### WHAT YOU NEED TO DO
Render the material from the line containing "segment tall grass" through the last line, inclusive, as a Markdown table with the columns Row and Material line. Number each line in order and leave out blank lines.

BEGIN

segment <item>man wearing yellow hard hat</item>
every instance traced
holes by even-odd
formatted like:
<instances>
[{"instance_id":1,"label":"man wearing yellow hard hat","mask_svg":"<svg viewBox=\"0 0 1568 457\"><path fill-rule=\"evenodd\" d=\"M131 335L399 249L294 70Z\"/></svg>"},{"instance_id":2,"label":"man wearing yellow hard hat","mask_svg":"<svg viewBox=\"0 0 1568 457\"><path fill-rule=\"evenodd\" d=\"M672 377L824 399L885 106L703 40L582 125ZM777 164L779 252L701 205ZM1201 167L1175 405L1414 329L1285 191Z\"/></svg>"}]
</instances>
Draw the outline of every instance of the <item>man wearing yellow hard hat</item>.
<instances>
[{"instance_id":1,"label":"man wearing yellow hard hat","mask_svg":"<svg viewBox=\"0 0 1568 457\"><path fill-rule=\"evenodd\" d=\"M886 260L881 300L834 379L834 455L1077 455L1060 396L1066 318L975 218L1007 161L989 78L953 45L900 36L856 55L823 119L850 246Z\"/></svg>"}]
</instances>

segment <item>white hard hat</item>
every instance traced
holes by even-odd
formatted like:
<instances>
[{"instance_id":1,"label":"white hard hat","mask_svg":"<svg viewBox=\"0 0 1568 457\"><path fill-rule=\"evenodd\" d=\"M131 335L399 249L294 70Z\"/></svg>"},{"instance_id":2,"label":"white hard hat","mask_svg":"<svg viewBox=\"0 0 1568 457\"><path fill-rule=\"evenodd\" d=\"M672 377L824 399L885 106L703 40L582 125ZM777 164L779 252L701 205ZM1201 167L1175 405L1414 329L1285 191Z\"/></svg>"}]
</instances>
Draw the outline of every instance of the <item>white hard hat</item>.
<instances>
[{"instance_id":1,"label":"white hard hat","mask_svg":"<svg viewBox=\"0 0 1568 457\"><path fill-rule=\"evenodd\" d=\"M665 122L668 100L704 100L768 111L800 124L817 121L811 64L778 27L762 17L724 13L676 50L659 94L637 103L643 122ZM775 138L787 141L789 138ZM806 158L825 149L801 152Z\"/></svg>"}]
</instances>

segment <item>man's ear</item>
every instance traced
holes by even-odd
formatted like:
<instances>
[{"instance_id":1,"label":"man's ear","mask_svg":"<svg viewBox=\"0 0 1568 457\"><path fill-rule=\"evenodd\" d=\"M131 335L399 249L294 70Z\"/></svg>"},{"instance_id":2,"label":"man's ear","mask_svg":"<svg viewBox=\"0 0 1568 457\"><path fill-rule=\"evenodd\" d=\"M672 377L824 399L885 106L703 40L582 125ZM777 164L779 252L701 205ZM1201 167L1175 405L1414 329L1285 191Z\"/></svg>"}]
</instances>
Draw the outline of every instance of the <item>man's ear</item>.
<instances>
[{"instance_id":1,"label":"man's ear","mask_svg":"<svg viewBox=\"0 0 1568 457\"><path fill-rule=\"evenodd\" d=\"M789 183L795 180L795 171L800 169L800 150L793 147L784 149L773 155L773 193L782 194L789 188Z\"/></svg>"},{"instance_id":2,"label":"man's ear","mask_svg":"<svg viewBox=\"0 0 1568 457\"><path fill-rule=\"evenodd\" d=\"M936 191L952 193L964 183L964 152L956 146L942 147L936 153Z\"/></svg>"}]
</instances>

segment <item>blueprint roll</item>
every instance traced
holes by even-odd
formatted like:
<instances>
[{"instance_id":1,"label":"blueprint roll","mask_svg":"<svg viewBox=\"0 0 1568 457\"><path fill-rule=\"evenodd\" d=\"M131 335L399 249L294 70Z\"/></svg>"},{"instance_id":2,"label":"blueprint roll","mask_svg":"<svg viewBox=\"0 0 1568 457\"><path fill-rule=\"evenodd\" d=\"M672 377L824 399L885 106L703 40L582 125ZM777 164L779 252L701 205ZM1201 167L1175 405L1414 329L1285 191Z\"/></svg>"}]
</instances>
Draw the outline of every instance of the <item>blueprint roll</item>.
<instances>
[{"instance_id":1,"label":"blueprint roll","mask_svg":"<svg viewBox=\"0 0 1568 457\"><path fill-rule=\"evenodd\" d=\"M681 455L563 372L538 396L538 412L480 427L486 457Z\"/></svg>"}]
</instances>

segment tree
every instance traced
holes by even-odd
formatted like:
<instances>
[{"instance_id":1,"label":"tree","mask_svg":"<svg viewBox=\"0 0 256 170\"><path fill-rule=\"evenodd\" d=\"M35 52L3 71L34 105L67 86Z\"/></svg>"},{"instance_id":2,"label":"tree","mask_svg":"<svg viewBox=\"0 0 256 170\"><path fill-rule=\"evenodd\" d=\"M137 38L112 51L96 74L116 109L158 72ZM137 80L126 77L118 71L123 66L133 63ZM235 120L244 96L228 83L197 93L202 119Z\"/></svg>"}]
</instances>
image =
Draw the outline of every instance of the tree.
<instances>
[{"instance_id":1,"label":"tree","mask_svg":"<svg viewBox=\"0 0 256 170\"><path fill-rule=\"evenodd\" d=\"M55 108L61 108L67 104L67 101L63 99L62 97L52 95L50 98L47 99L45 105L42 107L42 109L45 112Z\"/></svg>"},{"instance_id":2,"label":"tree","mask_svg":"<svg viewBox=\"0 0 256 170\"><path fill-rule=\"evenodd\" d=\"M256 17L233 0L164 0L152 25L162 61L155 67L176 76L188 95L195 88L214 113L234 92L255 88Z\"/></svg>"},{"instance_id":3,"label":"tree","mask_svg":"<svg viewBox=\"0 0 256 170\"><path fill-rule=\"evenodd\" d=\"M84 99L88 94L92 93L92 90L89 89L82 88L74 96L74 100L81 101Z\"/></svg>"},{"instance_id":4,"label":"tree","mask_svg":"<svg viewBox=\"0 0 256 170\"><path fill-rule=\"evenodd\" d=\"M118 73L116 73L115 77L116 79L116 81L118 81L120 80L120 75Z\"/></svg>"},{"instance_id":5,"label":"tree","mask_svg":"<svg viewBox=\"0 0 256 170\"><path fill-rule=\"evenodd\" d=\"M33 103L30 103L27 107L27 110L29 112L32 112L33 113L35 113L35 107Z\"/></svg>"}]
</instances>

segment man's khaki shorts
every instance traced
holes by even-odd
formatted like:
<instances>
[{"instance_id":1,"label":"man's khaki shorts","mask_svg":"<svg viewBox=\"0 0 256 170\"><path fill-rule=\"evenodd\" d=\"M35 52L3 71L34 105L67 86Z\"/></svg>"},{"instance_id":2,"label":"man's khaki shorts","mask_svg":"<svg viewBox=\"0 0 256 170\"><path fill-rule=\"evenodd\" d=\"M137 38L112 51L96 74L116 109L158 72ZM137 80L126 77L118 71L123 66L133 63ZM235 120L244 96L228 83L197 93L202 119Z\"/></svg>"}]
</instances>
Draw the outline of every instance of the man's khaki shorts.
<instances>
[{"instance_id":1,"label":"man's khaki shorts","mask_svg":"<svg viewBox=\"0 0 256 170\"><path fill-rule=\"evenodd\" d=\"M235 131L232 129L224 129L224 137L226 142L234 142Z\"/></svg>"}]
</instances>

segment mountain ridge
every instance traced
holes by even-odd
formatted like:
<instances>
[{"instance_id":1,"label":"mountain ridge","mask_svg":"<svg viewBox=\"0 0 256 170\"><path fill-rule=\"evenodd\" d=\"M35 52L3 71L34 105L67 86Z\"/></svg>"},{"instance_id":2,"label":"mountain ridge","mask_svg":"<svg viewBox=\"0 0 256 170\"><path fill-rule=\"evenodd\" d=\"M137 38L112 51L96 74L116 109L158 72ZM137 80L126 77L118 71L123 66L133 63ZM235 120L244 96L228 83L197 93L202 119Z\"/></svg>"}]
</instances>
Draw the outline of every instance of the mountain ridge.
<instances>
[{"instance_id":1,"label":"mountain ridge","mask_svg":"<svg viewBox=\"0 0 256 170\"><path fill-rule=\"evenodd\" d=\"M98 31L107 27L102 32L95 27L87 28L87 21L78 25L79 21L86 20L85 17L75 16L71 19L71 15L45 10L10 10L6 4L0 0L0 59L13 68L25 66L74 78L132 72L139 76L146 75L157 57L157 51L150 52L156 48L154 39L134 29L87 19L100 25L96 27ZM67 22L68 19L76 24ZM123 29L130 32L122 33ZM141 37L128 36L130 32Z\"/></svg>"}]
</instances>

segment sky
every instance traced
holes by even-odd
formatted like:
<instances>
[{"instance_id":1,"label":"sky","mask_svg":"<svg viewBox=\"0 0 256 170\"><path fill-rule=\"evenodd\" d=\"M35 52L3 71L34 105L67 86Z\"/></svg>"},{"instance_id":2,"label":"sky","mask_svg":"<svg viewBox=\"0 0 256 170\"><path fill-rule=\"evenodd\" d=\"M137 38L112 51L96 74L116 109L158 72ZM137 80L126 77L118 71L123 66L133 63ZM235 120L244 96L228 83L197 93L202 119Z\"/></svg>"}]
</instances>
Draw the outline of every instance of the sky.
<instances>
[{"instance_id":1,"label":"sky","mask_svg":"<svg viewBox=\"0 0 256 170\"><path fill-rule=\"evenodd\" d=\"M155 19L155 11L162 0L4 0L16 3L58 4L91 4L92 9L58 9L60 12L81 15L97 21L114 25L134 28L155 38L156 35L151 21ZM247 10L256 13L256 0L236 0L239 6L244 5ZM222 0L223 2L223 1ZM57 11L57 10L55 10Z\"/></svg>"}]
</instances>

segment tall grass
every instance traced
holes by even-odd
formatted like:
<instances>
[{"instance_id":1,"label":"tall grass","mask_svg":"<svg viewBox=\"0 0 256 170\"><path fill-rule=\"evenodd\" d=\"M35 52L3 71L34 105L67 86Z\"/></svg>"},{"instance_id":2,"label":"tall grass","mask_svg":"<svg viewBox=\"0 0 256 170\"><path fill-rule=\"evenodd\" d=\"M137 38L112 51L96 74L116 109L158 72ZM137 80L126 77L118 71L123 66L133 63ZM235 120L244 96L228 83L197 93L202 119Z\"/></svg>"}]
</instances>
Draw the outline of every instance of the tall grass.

END

### ANSWER TO THE EXERCISE
| Row | Material line |
|---|---|
| 1 | segment tall grass |
| 2 | every instance traced |
| 3 | holes by even-odd |
| 4 | formatted like: |
| 5 | <instances> |
| 6 | [{"instance_id":1,"label":"tall grass","mask_svg":"<svg viewBox=\"0 0 256 170\"><path fill-rule=\"evenodd\" d=\"M35 52L3 71L34 105L67 86Z\"/></svg>"},{"instance_id":2,"label":"tall grass","mask_svg":"<svg viewBox=\"0 0 256 170\"><path fill-rule=\"evenodd\" d=\"M137 38L112 51L96 74L116 109L158 72ZM137 80L126 77L118 71L123 66L133 63ZM235 120L244 96L228 83L197 93L202 119Z\"/></svg>"}] |
| 7 | </instances> |
| 8 | Draw the outline of every instance of the tall grass. |